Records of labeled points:
========================================
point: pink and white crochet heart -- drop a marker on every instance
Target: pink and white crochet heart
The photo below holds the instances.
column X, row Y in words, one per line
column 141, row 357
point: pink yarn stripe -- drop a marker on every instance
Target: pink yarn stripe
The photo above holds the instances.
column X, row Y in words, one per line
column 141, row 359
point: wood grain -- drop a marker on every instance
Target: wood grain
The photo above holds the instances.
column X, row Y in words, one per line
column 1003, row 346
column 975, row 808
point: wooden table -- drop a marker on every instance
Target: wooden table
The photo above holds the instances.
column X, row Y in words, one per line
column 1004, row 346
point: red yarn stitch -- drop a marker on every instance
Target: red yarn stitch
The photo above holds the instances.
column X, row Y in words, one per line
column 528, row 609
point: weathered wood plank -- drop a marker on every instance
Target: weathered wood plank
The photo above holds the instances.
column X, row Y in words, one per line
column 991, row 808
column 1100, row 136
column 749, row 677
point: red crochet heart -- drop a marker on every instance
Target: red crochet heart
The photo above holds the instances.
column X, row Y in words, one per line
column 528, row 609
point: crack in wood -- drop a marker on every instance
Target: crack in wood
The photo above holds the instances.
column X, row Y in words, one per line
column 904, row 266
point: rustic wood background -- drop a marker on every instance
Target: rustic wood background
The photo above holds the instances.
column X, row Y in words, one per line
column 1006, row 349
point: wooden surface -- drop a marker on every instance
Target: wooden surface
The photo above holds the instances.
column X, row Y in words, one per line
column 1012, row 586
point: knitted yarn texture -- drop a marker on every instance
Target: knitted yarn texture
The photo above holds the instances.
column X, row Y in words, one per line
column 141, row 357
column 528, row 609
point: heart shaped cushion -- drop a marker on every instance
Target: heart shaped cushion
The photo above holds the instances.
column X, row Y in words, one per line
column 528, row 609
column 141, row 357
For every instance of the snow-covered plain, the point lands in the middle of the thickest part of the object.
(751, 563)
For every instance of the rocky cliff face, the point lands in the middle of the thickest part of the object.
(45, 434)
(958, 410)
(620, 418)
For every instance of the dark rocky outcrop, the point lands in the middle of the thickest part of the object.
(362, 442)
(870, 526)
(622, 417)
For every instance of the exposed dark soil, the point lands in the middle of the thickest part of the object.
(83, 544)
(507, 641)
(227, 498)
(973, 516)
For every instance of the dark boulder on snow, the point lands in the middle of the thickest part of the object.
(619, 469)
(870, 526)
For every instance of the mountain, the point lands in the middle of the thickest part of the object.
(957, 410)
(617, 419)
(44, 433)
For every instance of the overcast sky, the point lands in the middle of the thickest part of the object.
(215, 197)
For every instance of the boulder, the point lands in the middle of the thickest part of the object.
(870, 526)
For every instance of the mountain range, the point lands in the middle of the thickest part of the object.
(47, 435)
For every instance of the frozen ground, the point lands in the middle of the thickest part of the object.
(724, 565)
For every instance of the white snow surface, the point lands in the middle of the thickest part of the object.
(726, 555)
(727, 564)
========================================
- [Exercise]
Update the rows above by changing every "drop a marker" to "place a pin", and leave everything else as it is.

- [Written reply]
point: pink and white crochet heart -- place a pin on every instance
Target: pink and white crochet heart
The photo below holds the instances.
column X, row Y in words, one per line
column 141, row 357
point: pink yarn stripe -- place a pin on every instance
Target: pink yarn stripe
The photo above holds the instances.
column X, row Y in words, one per line
column 141, row 359
point: wood grain -- place a pin on every instance
Target: wood grain
The photo above holds the instances.
column X, row Y in words, one per line
column 1003, row 346
column 975, row 808
point: wooden table -- place a pin on every instance
Target: wooden table
The photo above holds the instances.
column X, row Y in words, one per line
column 1004, row 346
point: red yarn stitch -- place a pin on every instance
Target: red yarn stitch
The photo above holds the instances.
column X, row Y in words, one per line
column 528, row 609
point: weathered wood plank -- place a pin on every instance
Target: weathered wood plank
The photo above holds the instances.
column X, row Y in words, one per line
column 991, row 808
column 1100, row 136
column 749, row 677
point: red crochet heart -- place a pin on every instance
Target: red crochet heart
The photo above holds the instances.
column X, row Y in words, one per line
column 528, row 609
point: crack in wood -- place a pin on every instance
Target: crack in wood
The photo above holds the instances.
column X, row Y in words, one per line
column 904, row 266
point: rustic wood background -- place a pin on every instance
Target: rustic wood background
The photo above holds the instances.
column X, row Y in words, one per line
column 1006, row 349
point: wooden surface -- place a pin on every instance
Target: wooden surface
The photo above holds the instances.
column X, row Y in words, one per line
column 1012, row 586
point: knitted yarn texture -- place a pin on every instance
Target: knitted yarn texture
The photo above holds the instances.
column X, row Y in words, one per line
column 141, row 357
column 528, row 609
point: heart shaped cushion -- place a pin on every instance
Target: heart shaped cushion
The photo above holds the instances.
column X, row Y in words, one per line
column 528, row 609
column 141, row 357
For every instance of the snow-covered plain, the point lands in the middle of the thickest part of the object.
(751, 563)
For every instance of the rocky cliff face, the point lands in the middle of the thickest part of the object.
(45, 434)
(958, 410)
(620, 418)
For every instance of the dark rocky outcrop, the point lands in the middle of the thickest part of the object.
(362, 442)
(870, 526)
(622, 417)
For every instance of the exposed dark soil, the point lands in the middle of the thickest part of the object.
(83, 544)
(507, 641)
(227, 498)
(973, 516)
For every instance of the dark boulder on snow, the point lands in the middle of the thickest part of the object.
(619, 469)
(870, 526)
For every instance of the mountain, the point lands in the middle of the thickest part of the object.
(957, 410)
(617, 419)
(44, 433)
For every instance of the overcast sky, the point lands in the middle of the thickest part of the object.
(215, 197)
For every instance of the boulder, the point lands in the middle of the thickest part of the object.
(870, 526)
For every instance of the mountain range, the point lands in the middle of the thickest part of the object.
(47, 435)
For every instance of the frozen ground, the point lands in the middle of the thickest part of the object.
(724, 565)
For every instance of the white snow surface, the point lands in the middle of the thickest part of the object.
(726, 555)
(727, 564)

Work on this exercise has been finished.